:: What needs to be done ::
Copy out the lines of the material that include the string "shaggy".

:: Extracted entries ::
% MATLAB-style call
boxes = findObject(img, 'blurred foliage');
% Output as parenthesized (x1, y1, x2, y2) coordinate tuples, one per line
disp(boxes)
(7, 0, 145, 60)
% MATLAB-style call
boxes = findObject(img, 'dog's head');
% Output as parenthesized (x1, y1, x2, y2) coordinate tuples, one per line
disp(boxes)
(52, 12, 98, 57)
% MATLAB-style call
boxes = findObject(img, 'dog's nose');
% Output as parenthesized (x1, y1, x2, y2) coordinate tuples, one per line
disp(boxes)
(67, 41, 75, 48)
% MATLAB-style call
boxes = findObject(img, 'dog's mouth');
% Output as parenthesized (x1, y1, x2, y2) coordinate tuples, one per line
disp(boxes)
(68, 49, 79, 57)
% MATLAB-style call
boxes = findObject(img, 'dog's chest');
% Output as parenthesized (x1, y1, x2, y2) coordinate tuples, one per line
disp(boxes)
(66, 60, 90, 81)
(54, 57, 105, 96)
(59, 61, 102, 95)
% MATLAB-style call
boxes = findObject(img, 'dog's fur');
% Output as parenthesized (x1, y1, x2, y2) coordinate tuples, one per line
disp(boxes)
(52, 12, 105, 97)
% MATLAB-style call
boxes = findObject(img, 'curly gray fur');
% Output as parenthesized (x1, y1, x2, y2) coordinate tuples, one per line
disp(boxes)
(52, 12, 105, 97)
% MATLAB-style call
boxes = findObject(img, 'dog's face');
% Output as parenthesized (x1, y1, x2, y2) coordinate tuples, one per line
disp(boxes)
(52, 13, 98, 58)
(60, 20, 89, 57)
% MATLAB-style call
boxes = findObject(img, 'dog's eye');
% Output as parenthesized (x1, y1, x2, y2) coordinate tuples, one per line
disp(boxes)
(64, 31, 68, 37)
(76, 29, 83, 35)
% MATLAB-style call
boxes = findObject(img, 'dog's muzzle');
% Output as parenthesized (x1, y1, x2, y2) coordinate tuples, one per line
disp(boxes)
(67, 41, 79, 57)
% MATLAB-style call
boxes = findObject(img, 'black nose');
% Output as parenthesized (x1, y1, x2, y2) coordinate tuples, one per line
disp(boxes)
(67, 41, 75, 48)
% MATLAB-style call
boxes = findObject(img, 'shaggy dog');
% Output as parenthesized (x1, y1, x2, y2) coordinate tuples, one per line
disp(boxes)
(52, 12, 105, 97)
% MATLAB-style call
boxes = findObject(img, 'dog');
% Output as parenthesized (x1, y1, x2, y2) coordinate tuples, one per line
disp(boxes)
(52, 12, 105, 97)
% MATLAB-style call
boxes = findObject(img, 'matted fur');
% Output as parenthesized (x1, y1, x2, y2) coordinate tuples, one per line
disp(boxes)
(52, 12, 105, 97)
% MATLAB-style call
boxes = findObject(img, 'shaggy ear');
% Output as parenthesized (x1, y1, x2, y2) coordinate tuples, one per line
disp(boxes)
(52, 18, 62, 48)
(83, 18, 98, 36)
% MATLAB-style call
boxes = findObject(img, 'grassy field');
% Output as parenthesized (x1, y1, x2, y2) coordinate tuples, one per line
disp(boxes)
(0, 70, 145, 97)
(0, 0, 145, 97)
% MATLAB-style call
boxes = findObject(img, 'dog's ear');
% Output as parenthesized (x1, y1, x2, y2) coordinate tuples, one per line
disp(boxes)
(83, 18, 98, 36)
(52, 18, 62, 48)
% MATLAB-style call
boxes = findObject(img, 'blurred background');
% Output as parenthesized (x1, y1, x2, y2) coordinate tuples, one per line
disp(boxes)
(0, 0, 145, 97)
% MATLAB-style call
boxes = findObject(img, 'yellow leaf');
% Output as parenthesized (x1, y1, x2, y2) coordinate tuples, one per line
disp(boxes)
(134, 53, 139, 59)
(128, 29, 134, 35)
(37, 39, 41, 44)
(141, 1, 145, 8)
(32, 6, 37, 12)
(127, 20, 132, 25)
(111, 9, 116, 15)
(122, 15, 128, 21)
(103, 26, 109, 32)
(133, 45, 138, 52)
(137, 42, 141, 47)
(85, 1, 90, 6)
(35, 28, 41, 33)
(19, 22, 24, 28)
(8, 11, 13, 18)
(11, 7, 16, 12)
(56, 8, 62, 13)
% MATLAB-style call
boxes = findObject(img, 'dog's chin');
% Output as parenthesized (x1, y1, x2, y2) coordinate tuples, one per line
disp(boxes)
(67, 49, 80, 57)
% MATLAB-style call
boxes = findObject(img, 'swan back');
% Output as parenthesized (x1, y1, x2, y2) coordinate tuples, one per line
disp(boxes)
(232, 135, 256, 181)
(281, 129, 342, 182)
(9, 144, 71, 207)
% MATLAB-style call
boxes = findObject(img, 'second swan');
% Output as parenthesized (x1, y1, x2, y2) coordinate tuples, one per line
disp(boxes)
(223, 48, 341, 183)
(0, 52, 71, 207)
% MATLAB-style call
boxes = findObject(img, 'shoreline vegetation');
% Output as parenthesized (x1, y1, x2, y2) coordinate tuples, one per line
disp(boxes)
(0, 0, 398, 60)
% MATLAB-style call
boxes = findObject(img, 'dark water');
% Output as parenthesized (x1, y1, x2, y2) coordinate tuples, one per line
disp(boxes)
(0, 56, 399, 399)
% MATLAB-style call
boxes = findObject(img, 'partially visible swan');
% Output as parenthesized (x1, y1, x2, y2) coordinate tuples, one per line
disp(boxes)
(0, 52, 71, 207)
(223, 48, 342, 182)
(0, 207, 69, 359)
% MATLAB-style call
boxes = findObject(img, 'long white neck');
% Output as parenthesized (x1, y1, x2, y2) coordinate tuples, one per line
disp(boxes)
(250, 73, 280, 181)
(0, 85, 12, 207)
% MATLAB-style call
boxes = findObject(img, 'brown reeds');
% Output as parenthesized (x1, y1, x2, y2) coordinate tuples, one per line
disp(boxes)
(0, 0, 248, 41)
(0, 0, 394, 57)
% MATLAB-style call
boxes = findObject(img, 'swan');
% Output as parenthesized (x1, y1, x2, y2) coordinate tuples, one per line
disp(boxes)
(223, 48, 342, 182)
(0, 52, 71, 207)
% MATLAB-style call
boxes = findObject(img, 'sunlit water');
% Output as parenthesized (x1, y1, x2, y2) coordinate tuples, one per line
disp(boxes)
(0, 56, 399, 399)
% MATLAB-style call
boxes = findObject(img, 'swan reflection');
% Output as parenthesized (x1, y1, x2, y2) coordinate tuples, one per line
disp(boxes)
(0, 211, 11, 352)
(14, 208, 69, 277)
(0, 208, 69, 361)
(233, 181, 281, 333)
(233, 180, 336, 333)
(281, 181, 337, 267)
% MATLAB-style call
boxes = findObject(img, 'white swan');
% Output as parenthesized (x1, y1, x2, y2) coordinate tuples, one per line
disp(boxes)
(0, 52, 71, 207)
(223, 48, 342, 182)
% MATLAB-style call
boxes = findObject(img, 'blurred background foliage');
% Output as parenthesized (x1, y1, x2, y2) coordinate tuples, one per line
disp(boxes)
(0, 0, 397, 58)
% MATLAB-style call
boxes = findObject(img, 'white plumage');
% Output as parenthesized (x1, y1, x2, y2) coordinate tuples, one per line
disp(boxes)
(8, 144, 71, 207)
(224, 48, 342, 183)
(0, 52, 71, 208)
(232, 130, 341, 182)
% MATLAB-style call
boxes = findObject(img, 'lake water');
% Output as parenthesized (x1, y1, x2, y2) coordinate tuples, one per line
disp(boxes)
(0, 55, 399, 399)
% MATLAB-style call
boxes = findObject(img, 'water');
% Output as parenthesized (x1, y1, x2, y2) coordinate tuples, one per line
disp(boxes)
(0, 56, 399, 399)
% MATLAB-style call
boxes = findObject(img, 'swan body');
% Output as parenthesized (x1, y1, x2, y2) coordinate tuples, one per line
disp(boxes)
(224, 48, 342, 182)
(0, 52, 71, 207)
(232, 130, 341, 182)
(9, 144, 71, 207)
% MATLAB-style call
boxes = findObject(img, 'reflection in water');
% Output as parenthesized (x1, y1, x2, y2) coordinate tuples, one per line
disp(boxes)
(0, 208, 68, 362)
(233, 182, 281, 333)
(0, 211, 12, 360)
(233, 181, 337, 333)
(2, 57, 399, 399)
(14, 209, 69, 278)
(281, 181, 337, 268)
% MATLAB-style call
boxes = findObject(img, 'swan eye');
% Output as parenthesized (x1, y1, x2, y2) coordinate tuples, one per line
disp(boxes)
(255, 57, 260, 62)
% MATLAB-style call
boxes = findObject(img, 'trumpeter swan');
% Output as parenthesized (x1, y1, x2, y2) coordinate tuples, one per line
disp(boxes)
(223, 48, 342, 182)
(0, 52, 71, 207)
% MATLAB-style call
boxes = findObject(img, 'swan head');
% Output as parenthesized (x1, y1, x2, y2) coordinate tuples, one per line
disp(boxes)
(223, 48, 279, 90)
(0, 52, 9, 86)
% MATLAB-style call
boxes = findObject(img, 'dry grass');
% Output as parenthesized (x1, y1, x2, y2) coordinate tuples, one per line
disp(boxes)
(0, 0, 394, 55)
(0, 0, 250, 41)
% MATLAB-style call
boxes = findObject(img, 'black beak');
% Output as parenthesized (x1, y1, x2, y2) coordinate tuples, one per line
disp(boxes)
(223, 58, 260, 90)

:: Reply to the task ::
boxes = findObject(img, 'shaggy dog');
boxes = findObject(img, 'shaggy ear');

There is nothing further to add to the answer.